* **Problem to work on**
Reproduce the stretch of records from the line containing "One point per instance of the group" through the line containing "pixel 210 100", both included, word for word. Leave the pictures out.

►

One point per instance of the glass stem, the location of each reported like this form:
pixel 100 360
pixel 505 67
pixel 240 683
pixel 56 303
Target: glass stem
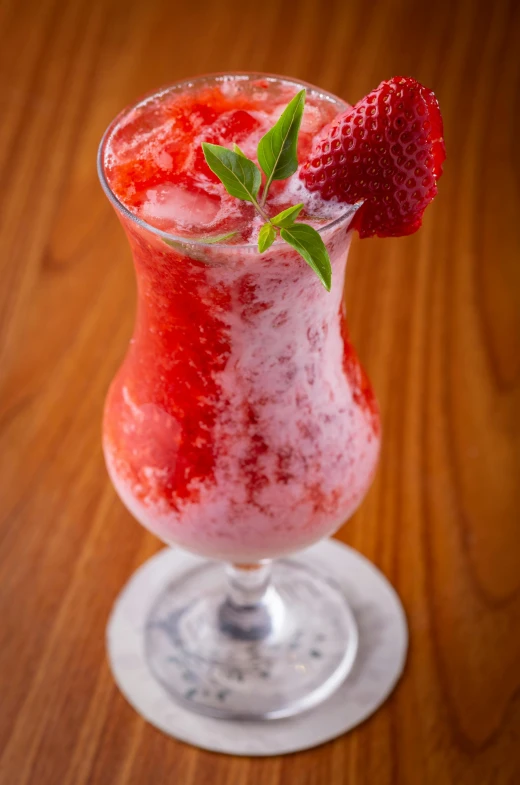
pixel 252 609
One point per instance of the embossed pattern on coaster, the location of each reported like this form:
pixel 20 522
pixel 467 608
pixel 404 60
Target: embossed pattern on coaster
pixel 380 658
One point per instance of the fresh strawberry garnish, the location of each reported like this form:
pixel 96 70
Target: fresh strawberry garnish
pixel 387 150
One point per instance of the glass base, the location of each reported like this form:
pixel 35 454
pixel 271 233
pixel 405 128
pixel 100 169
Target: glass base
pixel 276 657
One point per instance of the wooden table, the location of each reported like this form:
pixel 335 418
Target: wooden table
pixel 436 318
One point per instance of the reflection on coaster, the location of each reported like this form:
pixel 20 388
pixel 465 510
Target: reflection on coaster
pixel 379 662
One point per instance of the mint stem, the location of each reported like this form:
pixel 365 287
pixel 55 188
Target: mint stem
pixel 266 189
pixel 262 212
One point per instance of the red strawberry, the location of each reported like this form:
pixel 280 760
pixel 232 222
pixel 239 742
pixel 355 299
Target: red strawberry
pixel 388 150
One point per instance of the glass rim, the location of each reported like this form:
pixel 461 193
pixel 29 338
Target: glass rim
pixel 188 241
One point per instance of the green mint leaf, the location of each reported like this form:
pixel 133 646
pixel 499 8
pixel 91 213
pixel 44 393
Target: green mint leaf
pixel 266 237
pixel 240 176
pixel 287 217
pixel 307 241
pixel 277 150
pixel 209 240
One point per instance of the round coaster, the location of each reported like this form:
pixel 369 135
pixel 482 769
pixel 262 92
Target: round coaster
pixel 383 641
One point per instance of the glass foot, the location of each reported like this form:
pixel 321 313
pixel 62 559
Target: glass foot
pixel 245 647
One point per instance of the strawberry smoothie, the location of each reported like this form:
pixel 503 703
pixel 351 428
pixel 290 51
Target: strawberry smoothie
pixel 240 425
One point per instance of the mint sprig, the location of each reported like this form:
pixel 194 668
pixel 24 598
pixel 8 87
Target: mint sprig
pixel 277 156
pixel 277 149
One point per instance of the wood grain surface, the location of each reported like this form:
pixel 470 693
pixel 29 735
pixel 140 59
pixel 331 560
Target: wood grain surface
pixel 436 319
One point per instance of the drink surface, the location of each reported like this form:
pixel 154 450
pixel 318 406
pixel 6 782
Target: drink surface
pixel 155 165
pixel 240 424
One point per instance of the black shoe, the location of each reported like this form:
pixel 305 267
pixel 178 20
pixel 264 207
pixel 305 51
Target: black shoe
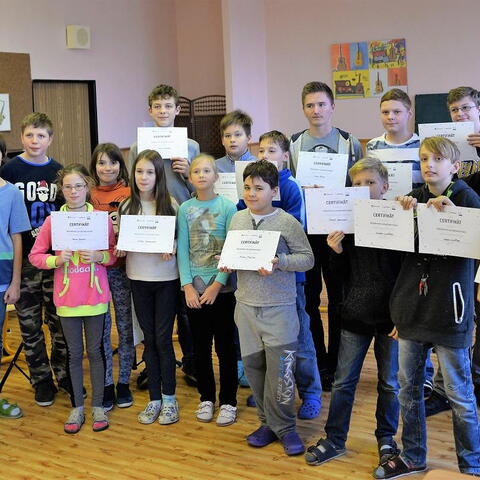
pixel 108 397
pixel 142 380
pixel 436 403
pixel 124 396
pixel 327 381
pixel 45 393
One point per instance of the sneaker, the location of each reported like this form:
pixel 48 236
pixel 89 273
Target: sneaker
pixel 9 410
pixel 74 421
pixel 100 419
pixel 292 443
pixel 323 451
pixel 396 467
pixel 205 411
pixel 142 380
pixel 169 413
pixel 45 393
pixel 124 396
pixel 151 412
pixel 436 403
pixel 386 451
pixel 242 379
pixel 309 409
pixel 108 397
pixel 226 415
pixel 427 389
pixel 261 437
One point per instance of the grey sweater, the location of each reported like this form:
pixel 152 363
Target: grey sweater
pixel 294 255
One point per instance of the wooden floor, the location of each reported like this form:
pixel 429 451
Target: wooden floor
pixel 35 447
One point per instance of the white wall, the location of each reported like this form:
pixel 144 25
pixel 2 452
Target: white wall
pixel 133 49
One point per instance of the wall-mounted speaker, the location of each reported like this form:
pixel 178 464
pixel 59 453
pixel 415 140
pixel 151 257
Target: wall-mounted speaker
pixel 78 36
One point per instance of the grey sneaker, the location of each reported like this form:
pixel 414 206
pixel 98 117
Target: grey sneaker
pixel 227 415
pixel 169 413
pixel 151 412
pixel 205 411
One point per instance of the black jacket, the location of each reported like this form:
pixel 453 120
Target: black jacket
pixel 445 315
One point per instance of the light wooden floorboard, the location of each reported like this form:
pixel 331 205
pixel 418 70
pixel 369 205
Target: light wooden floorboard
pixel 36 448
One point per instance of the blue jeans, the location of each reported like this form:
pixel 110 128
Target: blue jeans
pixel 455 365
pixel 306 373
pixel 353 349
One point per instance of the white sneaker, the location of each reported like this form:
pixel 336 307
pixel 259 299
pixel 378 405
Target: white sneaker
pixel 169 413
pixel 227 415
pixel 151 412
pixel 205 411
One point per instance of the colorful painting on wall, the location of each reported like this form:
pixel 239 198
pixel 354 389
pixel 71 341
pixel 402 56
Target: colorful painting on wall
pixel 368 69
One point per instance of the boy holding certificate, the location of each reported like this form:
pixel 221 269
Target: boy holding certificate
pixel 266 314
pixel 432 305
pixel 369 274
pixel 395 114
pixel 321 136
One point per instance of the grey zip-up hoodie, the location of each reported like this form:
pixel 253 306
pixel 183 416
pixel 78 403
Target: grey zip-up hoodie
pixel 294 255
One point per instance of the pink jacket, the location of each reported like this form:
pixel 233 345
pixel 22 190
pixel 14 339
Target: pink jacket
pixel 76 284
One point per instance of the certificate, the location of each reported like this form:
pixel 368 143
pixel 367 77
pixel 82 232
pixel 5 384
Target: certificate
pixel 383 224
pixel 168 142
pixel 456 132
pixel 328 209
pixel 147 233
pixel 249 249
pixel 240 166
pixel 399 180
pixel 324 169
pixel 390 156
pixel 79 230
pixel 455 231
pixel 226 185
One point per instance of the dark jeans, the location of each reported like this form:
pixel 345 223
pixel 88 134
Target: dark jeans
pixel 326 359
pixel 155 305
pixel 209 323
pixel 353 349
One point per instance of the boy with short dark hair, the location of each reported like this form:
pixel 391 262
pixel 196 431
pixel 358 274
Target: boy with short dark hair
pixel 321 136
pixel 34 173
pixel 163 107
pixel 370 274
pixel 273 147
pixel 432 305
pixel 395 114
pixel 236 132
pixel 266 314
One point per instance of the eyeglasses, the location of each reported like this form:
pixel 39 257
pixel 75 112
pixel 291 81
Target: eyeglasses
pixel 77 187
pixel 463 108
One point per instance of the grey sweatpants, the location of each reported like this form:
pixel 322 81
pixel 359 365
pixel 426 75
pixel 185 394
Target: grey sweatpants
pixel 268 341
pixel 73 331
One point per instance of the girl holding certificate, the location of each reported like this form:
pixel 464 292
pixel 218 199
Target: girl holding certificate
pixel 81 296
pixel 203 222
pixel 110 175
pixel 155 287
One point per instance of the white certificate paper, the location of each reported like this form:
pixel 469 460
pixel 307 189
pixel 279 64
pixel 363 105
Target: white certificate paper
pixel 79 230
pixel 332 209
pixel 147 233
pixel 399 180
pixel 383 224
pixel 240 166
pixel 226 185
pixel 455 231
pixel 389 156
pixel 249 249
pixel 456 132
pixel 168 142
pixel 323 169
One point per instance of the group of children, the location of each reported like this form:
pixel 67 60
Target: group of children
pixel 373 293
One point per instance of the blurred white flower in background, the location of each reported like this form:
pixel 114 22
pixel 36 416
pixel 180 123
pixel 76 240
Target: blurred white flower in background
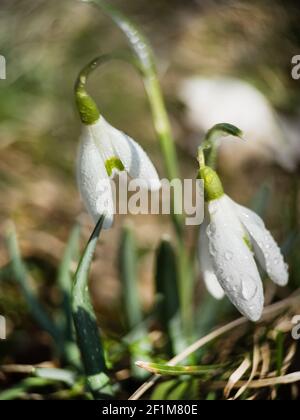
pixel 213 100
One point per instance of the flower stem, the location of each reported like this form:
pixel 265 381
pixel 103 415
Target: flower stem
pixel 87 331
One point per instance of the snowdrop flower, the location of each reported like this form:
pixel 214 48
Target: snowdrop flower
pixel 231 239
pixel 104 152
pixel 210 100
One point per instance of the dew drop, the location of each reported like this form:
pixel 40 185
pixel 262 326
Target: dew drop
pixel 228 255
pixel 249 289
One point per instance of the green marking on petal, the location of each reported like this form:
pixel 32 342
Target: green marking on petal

◄

* **Result for this task**
One point per instance of the group of children, the location of each reported like this form:
pixel 67 60
Target: group of children
pixel 373 293
One point per instance of the blurred white flower in background, the location of each reported like this form:
pixel 114 22
pixel 36 416
pixel 180 123
pixel 76 240
Target: blurred white flower in background
pixel 213 100
One point per instance of the flower stem, the location of each reported like this form:
pixel 265 381
pixel 103 415
Target: flower stem
pixel 87 331
One point per instance of the snowdrop flower, the location of each reported like this form:
pixel 214 48
Target: snowdrop flower
pixel 231 239
pixel 104 152
pixel 210 100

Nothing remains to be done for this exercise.